Sr. Grace, as she was known, saw many changes in the community, the Church and society at large during her long life. She joined the CSFNs when there was a single province based in Des Plaines, IL; watched it grow into five U.S. provinces, and then witnessed the consolidation of those provinces to a single new Holy Family Province, also headquartered in Des Plaines. In the wake of Vatican II, she came to accept the changes in the sisters’ habit, greater interaction with people outside the convent and changes to the liturgy.
Sr. Grace cherished her religious life and her Catholic faith; she was very devoted to Nazareth. She would speak out when she felt that cultural changes, such as worldliness, might be encroaching on the beliefs she embraced as a Catholic and as a sister. In an interview six or seven years ago, she said the biggest change she saw in her long life was the erosion of family life. Not technology, not transportation — but family life, a true Nazareth value.
Sr. Grace was known for her perfect Palmer penmanship — still beautiful at age 100; her smooth skin, infectious smile and delightful sense of humor.

Data under study
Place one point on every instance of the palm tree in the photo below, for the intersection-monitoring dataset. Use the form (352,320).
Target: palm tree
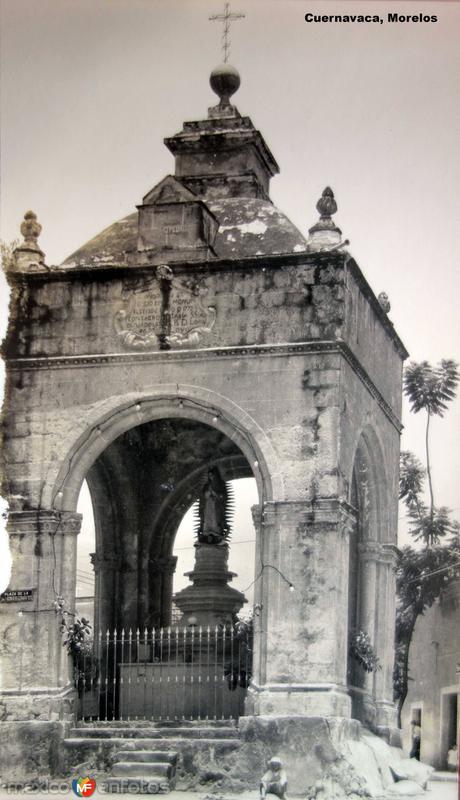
(429,389)
(423,574)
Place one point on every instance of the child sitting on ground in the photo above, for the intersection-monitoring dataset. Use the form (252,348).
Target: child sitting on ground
(275,780)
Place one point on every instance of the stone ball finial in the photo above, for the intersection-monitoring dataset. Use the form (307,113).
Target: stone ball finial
(30,228)
(326,204)
(225,80)
(384,302)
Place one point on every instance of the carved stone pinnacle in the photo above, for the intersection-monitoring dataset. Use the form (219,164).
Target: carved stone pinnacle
(384,302)
(326,205)
(31,229)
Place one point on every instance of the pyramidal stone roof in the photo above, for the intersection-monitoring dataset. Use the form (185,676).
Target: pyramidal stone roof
(223,168)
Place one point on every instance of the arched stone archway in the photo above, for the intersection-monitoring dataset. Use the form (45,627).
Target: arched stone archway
(371,582)
(141,486)
(119,414)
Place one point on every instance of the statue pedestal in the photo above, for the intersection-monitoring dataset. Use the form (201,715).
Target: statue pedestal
(209,600)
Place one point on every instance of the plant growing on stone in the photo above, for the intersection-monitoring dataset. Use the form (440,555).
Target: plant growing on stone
(6,253)
(362,651)
(78,641)
(423,574)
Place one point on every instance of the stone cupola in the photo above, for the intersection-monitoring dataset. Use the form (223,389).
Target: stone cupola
(224,155)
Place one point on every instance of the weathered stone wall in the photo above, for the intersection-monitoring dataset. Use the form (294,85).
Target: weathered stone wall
(266,355)
(433,676)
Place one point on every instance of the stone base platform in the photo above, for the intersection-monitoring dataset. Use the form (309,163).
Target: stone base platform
(324,757)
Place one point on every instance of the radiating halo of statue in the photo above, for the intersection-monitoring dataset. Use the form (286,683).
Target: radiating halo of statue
(213,510)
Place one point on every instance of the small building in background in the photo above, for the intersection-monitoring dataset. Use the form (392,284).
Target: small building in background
(434,682)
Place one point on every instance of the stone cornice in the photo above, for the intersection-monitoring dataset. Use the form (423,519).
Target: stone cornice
(376,307)
(301,348)
(378,551)
(43,521)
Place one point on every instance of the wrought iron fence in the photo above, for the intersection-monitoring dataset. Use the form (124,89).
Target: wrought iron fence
(167,674)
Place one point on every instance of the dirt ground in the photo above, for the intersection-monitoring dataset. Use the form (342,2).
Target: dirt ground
(435,791)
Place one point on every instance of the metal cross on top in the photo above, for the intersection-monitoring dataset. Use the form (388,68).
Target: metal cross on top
(226,18)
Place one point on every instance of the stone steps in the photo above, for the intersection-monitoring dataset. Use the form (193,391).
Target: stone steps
(136,768)
(152,756)
(143,758)
(166,732)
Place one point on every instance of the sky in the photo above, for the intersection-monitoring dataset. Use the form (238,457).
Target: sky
(91,87)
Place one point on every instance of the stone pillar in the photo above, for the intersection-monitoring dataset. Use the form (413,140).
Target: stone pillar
(168,564)
(386,612)
(106,575)
(377,618)
(301,631)
(34,665)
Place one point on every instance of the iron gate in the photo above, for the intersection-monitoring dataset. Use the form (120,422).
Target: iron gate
(169,674)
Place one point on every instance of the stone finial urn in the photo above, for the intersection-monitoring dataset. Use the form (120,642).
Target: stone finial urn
(209,600)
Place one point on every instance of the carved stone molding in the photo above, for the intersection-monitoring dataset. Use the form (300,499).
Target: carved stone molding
(52,522)
(105,562)
(157,356)
(378,551)
(163,564)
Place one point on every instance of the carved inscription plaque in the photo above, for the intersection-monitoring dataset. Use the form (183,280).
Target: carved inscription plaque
(167,315)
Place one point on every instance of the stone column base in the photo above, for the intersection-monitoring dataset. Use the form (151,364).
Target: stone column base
(310,700)
(44,705)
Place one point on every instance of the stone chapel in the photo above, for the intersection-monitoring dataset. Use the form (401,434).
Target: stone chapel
(203,332)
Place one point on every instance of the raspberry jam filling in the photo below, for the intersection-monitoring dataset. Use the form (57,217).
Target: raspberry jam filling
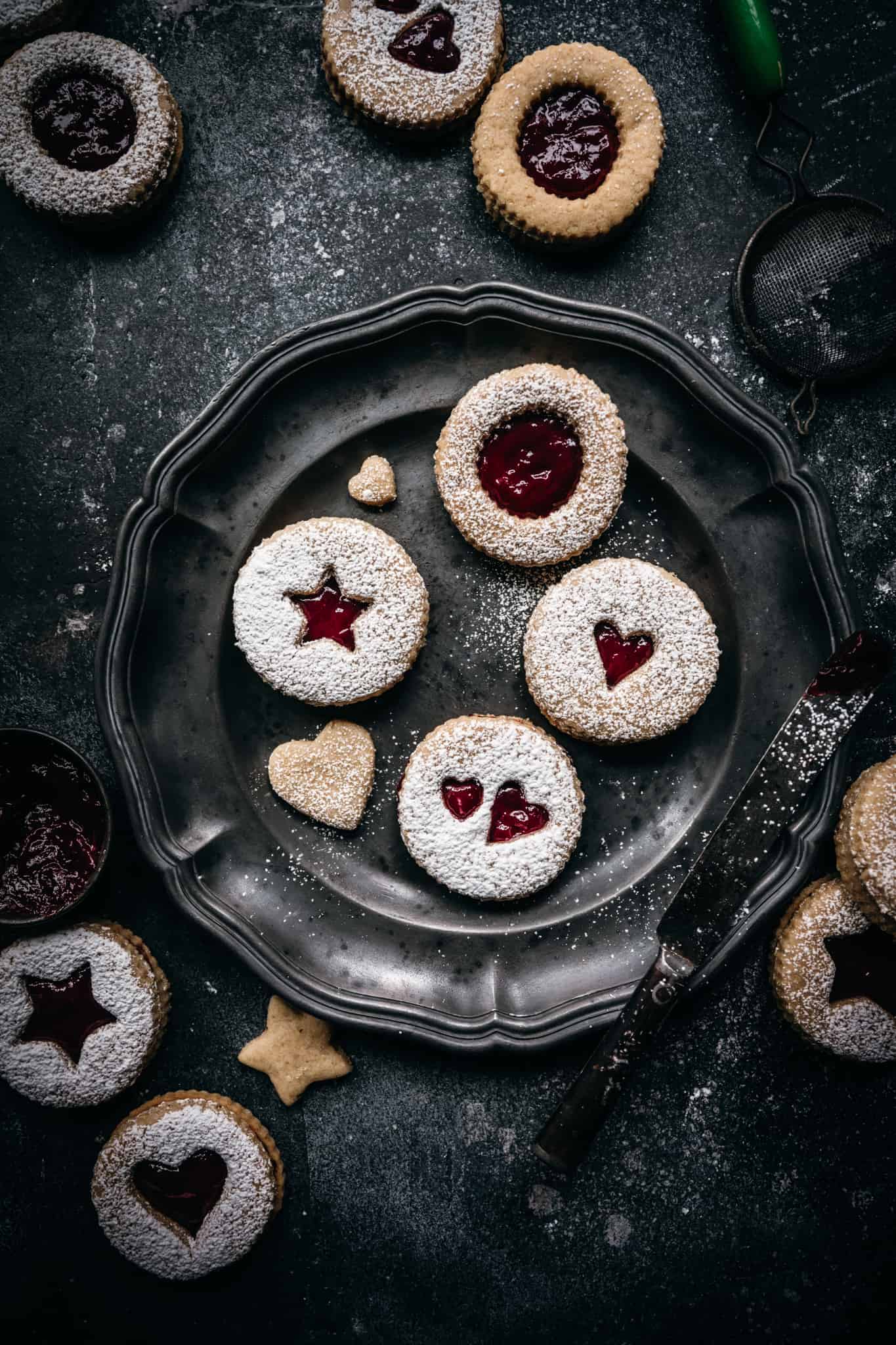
(568,142)
(513,816)
(621,655)
(328,615)
(65,1012)
(51,829)
(531,464)
(865,966)
(426,43)
(186,1193)
(83,120)
(461,798)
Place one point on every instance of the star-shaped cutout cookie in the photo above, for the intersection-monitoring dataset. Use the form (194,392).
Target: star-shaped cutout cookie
(295,1051)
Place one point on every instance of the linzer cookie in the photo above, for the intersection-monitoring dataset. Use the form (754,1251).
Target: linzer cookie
(834,974)
(532,463)
(567,146)
(331,611)
(82,1011)
(20,20)
(490,806)
(187,1184)
(410,65)
(330,778)
(867,843)
(618,651)
(89,131)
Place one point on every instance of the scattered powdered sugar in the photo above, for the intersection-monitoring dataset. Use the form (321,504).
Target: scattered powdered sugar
(368,565)
(495,751)
(112,1056)
(356,41)
(803,974)
(47,185)
(565,670)
(169,1133)
(568,529)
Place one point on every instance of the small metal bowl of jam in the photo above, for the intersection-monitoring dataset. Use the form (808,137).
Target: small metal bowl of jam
(55,827)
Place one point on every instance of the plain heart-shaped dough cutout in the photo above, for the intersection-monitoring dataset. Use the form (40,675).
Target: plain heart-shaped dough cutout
(375,483)
(328,778)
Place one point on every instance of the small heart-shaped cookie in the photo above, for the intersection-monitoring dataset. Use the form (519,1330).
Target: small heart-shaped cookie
(375,483)
(328,778)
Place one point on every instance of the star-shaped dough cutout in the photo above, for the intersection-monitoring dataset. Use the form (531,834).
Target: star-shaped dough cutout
(295,1051)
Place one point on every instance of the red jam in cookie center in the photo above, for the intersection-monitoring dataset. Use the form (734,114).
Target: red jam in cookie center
(568,142)
(65,1012)
(51,829)
(621,655)
(513,816)
(426,43)
(531,464)
(461,798)
(864,966)
(85,121)
(186,1193)
(328,615)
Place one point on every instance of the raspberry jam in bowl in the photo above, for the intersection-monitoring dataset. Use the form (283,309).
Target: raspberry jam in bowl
(55,827)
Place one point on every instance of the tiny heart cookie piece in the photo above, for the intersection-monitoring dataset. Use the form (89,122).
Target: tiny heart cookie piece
(375,483)
(328,778)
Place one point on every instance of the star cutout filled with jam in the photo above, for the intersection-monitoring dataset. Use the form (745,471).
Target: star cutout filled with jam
(328,613)
(65,1012)
(864,966)
(295,1051)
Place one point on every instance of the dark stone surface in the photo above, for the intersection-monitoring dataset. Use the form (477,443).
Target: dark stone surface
(746,1188)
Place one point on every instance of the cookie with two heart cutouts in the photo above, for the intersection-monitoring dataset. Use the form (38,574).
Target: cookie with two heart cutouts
(187,1184)
(620,651)
(410,65)
(490,806)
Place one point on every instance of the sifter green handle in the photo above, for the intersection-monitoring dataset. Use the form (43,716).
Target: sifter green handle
(754,45)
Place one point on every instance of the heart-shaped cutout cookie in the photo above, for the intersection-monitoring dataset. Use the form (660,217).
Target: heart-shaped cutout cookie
(513,816)
(461,798)
(426,43)
(621,654)
(328,778)
(186,1193)
(373,483)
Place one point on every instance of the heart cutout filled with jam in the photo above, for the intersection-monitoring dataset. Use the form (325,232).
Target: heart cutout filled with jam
(426,43)
(621,654)
(186,1193)
(513,816)
(461,798)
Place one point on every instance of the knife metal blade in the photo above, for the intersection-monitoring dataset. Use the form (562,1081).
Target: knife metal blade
(712,894)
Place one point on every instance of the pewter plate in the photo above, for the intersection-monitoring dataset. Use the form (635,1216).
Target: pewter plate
(347,926)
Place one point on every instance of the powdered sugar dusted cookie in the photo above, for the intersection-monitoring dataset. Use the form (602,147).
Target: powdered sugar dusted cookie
(867,843)
(89,129)
(620,650)
(531,464)
(373,483)
(412,65)
(331,611)
(834,974)
(330,778)
(186,1184)
(81,1013)
(490,806)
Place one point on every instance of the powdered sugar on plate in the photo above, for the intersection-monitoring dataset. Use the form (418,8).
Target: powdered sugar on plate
(568,529)
(494,751)
(368,565)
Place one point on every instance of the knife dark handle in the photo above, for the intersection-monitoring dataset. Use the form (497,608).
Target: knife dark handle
(567,1137)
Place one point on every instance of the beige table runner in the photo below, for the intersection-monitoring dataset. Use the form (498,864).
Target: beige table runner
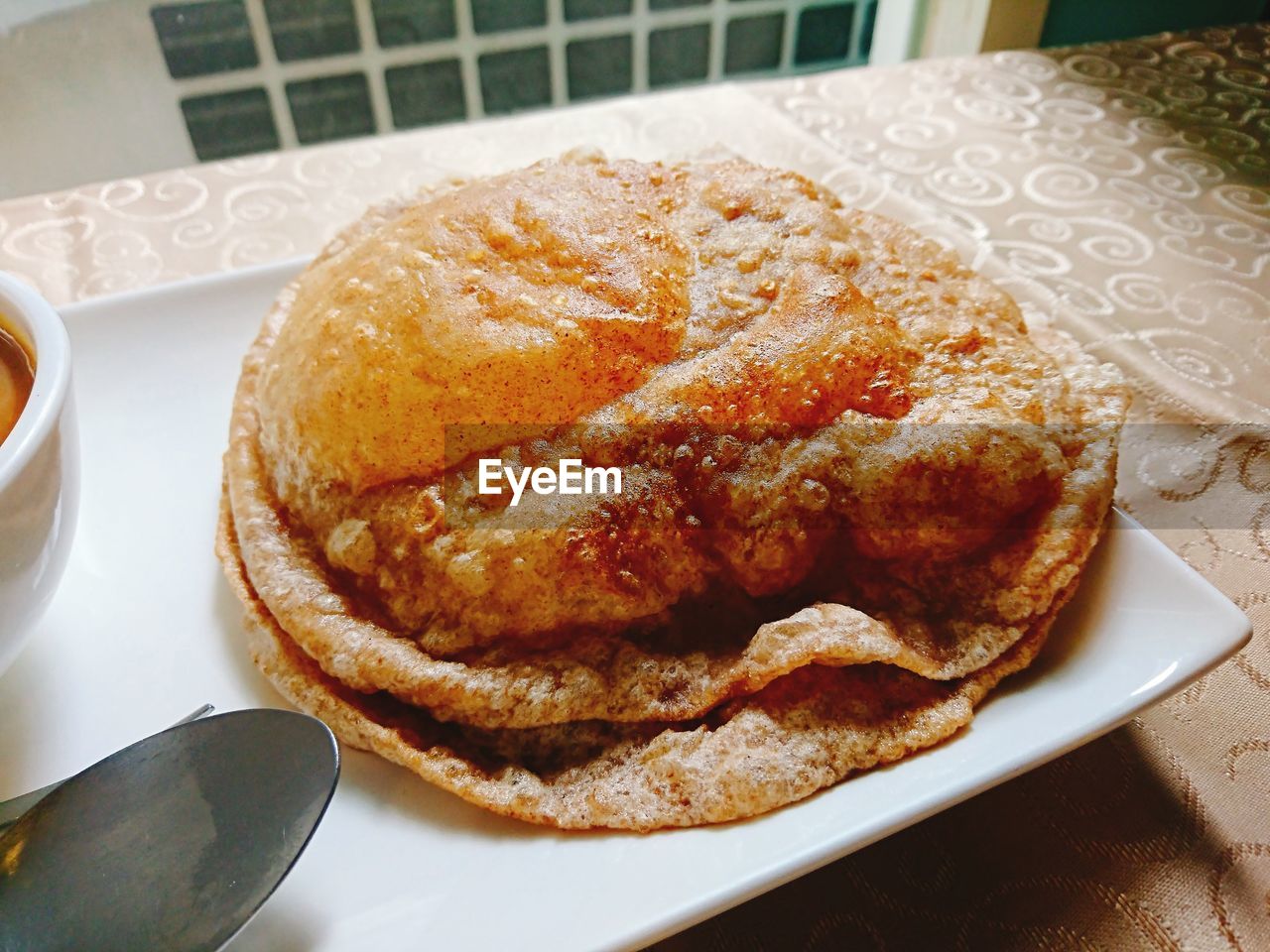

Complete the following
1. In the passage about Sr. Grace, what did she say in an interview was the biggest change she saw in her long life?
2. Please translate this sentence from the passage about Sr. Grace into Spanish: "Sr. Grace cherished her religious life and her Catholic faith; she was very devoted to Nazareth."
3. Decide whether each statement agrees with the passage about Sr. Grace. Answer yes or no, and quote the words from the passage that settle it.
(a) When Sr. Grace joined the CSFNs, there were already five U.S. provinces.
(b) The Holy Family Province is headquartered in Des Plaines.
(c) Her penmanship was still beautiful at age 100.

Solved tasks
1. The erosion of family life.

2. Sor Grace apreciaba profundamente su vida religiosa y su fe católica; era muy devota de Nazaret.

3.
(a) No: "She joined the CSFNs when there was a single province based in Des Plaines, IL"
(b) Yes: "a single new Holy Family Province, also headquartered in Des Plaines"
(c) Yes: "perfect Palmer penmanship — still beautiful at age 100"